Locate each line in the items below that contains the string "hand", matching case exactly, and copy those lines out.

________________________

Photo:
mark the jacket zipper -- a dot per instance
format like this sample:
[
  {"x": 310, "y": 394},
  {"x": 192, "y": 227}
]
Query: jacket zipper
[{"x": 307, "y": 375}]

________________________

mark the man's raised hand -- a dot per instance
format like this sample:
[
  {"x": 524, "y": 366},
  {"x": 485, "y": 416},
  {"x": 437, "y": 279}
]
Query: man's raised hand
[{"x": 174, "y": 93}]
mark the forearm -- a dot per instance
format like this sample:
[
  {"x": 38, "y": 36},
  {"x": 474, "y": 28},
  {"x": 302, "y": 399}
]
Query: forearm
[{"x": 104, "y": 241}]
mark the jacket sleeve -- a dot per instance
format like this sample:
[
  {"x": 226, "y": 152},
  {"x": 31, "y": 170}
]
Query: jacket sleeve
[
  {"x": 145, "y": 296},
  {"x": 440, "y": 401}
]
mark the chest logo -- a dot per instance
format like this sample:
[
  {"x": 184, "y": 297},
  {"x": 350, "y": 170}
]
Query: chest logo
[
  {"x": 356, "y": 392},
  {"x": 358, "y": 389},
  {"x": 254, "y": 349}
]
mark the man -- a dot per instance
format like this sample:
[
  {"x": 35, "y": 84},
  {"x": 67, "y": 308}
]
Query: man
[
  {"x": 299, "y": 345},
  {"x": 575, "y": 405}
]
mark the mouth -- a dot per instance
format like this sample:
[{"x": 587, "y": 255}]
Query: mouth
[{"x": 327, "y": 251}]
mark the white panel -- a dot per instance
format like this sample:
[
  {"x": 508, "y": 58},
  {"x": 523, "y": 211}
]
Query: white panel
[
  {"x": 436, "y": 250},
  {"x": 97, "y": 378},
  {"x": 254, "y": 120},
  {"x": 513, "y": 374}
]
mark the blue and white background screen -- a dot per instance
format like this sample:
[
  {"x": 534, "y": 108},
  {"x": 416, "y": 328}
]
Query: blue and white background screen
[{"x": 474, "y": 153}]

________________________

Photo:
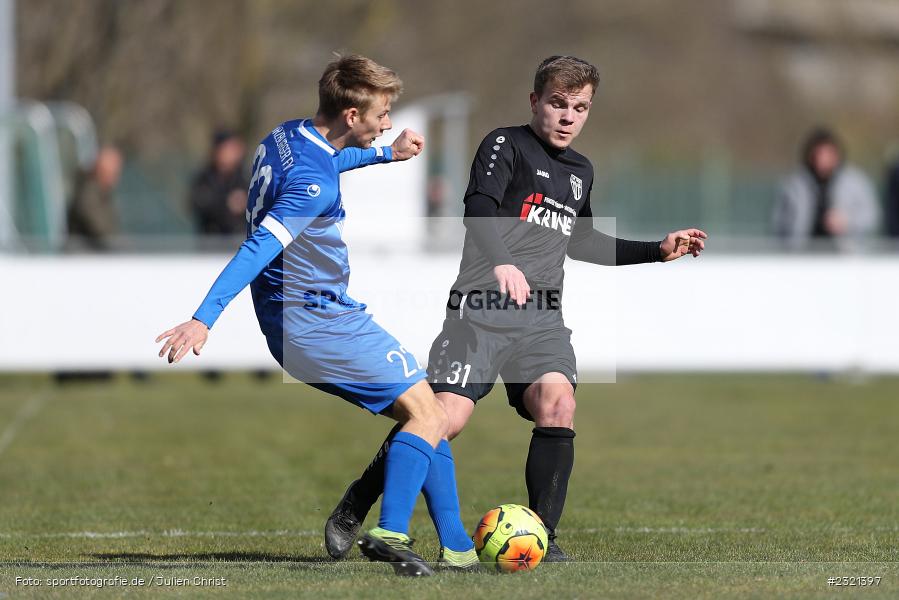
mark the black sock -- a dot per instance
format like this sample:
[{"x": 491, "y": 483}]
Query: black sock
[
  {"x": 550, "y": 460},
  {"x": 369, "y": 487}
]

________________________

EXERCISE SOLUTION:
mark the man's raised hand -- a dot per instance
Query: man's raised hand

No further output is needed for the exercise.